Required work:
Could you copy every record below exactly as it is written?

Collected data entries
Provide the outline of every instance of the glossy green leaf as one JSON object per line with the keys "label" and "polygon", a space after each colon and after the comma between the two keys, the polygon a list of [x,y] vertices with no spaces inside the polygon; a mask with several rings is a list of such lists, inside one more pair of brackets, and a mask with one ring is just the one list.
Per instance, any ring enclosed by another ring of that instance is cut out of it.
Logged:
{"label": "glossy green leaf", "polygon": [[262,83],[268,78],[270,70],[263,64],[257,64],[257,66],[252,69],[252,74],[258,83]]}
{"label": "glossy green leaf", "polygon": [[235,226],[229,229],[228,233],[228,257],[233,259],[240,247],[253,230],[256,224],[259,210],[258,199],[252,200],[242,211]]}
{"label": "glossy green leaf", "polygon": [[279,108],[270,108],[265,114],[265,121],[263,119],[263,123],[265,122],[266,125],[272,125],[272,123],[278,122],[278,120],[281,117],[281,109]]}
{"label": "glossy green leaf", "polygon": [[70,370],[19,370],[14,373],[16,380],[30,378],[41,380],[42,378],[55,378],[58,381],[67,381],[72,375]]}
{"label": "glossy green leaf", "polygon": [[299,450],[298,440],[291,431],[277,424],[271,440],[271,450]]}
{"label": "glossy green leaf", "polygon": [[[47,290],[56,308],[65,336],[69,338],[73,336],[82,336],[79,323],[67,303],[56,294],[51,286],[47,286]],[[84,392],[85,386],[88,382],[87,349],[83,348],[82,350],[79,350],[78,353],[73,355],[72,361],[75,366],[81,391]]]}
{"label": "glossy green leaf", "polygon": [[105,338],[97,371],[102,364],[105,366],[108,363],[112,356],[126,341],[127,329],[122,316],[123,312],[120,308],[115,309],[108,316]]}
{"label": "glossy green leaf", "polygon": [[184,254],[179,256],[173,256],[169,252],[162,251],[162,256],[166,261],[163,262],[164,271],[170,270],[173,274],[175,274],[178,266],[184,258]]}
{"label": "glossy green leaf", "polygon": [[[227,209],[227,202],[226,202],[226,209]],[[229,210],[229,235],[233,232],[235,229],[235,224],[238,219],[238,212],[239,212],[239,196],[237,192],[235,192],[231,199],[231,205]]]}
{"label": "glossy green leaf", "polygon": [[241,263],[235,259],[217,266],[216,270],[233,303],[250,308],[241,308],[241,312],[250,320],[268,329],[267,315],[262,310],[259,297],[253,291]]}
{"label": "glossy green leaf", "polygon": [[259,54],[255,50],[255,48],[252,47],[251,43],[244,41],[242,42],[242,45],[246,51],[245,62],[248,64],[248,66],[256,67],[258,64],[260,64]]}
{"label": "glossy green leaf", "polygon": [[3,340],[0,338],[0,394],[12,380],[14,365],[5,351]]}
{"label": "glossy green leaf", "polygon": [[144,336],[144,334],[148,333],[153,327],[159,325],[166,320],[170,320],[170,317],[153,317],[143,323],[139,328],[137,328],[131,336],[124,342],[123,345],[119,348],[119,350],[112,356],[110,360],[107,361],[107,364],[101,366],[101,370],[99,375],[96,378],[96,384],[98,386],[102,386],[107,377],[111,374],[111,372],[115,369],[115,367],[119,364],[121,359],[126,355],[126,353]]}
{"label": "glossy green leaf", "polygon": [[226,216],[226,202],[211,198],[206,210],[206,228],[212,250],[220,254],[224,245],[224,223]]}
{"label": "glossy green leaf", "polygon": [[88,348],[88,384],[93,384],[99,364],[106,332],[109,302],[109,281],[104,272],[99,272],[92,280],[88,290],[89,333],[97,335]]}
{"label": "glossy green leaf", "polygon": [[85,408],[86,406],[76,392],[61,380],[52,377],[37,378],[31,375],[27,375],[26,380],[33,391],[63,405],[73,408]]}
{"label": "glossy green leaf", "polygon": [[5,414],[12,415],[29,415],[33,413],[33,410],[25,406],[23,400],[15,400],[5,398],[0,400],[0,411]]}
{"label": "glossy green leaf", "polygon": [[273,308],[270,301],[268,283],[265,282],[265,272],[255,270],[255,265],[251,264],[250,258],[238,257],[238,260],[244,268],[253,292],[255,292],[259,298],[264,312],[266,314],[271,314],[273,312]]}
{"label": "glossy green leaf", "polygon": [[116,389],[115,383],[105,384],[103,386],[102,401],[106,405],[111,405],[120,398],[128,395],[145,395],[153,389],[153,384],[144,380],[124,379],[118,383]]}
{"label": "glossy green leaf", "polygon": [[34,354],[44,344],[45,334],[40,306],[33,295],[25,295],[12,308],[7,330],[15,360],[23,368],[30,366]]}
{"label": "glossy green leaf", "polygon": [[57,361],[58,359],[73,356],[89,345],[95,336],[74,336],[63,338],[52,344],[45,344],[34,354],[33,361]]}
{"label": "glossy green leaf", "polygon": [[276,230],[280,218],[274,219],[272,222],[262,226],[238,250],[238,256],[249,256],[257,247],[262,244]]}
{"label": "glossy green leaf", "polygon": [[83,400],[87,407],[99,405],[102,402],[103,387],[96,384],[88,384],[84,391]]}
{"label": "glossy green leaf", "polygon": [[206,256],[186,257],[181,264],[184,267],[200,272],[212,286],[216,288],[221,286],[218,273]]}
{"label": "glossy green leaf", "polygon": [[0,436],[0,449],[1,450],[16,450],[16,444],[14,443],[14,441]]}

Output of the exercise:
Provide the outline of every instance of the glossy green leaf as one JSON object per line with the keys "label" and "polygon", a space after each colon and after the comma between the two keys, the polygon a list of [x,y] vertices with no spaces inside the polygon; a mask with several rings is a list of such lists, inside one more pair of brackets, and a mask with one ring is just the one list.
Per instance, any ring enclosed by another ring of that instance is cut out of it.
Logged:
{"label": "glossy green leaf", "polygon": [[262,83],[268,78],[270,70],[263,64],[257,64],[257,66],[252,69],[252,74],[258,83]]}
{"label": "glossy green leaf", "polygon": [[235,226],[229,229],[228,233],[228,257],[233,259],[240,247],[253,230],[256,224],[259,210],[258,199],[252,200],[242,211]]}
{"label": "glossy green leaf", "polygon": [[279,108],[270,108],[265,114],[265,121],[263,119],[263,123],[265,122],[266,125],[272,125],[272,123],[278,122],[278,120],[281,117],[281,109]]}
{"label": "glossy green leaf", "polygon": [[70,370],[19,370],[14,373],[16,380],[30,378],[41,380],[42,378],[55,378],[58,381],[67,381],[72,375]]}
{"label": "glossy green leaf", "polygon": [[299,450],[298,440],[291,431],[277,424],[271,440],[271,450]]}
{"label": "glossy green leaf", "polygon": [[[47,290],[56,308],[65,336],[69,338],[73,336],[82,336],[79,323],[67,303],[56,294],[51,286],[47,286]],[[84,392],[85,386],[88,382],[87,349],[83,348],[82,350],[79,350],[78,353],[73,355],[72,361],[75,366],[81,391]]]}
{"label": "glossy green leaf", "polygon": [[105,338],[97,371],[102,364],[105,366],[108,363],[112,356],[126,341],[127,329],[122,316],[123,312],[120,308],[115,309],[108,316]]}
{"label": "glossy green leaf", "polygon": [[184,254],[179,256],[173,256],[169,252],[162,251],[162,256],[166,261],[163,262],[164,271],[170,270],[173,274],[175,274],[178,266],[184,258]]}
{"label": "glossy green leaf", "polygon": [[[227,209],[227,202],[226,202],[226,209]],[[229,210],[229,235],[233,232],[235,229],[235,224],[238,219],[238,212],[239,212],[239,196],[237,192],[235,192],[231,199],[231,205]]]}
{"label": "glossy green leaf", "polygon": [[241,263],[235,259],[217,266],[216,270],[233,303],[250,308],[241,308],[241,312],[250,320],[268,329],[267,315],[262,310],[259,297],[253,291]]}
{"label": "glossy green leaf", "polygon": [[259,54],[255,50],[255,48],[252,47],[251,43],[244,41],[242,42],[242,45],[246,51],[245,62],[248,64],[248,66],[256,67],[258,64],[260,64]]}
{"label": "glossy green leaf", "polygon": [[3,340],[0,338],[0,394],[12,380],[14,365],[5,351]]}
{"label": "glossy green leaf", "polygon": [[144,336],[144,334],[148,333],[153,327],[159,325],[166,320],[170,320],[170,317],[153,317],[143,323],[139,328],[137,328],[131,336],[124,342],[123,345],[119,348],[119,350],[112,356],[110,360],[107,361],[107,364],[101,366],[101,370],[99,375],[96,378],[96,384],[98,386],[102,386],[107,377],[111,374],[111,372],[115,369],[115,367],[119,364],[121,359],[126,355],[126,353]]}
{"label": "glossy green leaf", "polygon": [[226,216],[226,202],[211,198],[206,210],[206,228],[212,250],[220,254],[224,245],[224,223]]}
{"label": "glossy green leaf", "polygon": [[88,348],[88,384],[93,384],[99,364],[106,332],[109,302],[109,281],[104,272],[99,272],[92,280],[88,290],[89,333],[97,335]]}
{"label": "glossy green leaf", "polygon": [[85,408],[86,406],[76,392],[61,380],[52,377],[37,378],[31,375],[27,375],[26,380],[33,391],[63,405],[73,408]]}
{"label": "glossy green leaf", "polygon": [[5,414],[12,415],[29,415],[33,413],[33,410],[25,406],[23,400],[15,400],[5,398],[0,400],[0,411]]}
{"label": "glossy green leaf", "polygon": [[273,308],[270,301],[268,283],[265,282],[265,272],[255,270],[255,265],[251,264],[250,258],[238,257],[238,260],[244,268],[253,292],[255,292],[259,298],[264,312],[266,314],[271,314],[273,312]]}
{"label": "glossy green leaf", "polygon": [[116,389],[115,383],[105,384],[103,386],[102,401],[106,405],[111,405],[120,398],[128,395],[145,395],[153,389],[153,384],[144,380],[124,379],[118,383]]}
{"label": "glossy green leaf", "polygon": [[34,354],[44,344],[45,334],[40,306],[33,295],[25,295],[12,308],[7,330],[15,360],[23,368],[30,366]]}
{"label": "glossy green leaf", "polygon": [[57,361],[58,359],[73,356],[89,345],[95,336],[74,336],[63,338],[52,344],[45,344],[34,354],[33,361]]}
{"label": "glossy green leaf", "polygon": [[276,230],[280,218],[274,219],[272,222],[262,226],[238,250],[238,256],[249,256],[257,247],[262,244]]}
{"label": "glossy green leaf", "polygon": [[83,400],[87,407],[99,405],[102,402],[103,387],[96,384],[88,384],[84,391]]}
{"label": "glossy green leaf", "polygon": [[206,256],[186,257],[181,264],[184,267],[200,272],[212,286],[216,288],[221,286],[218,273]]}
{"label": "glossy green leaf", "polygon": [[0,436],[0,449],[1,450],[16,450],[16,444],[14,443],[14,441]]}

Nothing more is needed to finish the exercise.